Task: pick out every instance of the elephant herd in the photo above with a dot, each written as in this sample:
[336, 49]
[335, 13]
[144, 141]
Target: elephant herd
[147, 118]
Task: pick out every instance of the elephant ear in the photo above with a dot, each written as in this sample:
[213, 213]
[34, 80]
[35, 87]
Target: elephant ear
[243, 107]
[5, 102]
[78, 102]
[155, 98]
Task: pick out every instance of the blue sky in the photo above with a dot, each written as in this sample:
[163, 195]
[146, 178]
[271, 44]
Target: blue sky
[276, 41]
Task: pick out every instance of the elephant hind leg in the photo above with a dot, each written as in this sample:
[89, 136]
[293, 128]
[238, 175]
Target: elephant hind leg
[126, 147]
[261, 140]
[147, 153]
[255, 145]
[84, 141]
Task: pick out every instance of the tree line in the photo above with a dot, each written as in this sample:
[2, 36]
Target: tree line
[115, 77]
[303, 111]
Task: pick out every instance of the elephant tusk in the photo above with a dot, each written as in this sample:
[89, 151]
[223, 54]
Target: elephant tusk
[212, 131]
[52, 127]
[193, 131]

--

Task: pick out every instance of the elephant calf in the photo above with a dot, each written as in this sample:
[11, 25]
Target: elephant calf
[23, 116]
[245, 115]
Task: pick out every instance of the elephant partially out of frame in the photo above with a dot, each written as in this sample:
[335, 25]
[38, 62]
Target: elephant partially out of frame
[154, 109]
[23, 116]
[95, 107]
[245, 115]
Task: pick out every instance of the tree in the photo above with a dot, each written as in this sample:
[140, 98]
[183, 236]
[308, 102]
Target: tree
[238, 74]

_Problem to solve:_ Return each line from the entries above that contains the word "frame". Case counts.

_Solution to this exercise:_
Task: pick out every instance of the elephant partially out of frame in the photo above with a dot, each written as in this sample:
Target: elephant partially out of frame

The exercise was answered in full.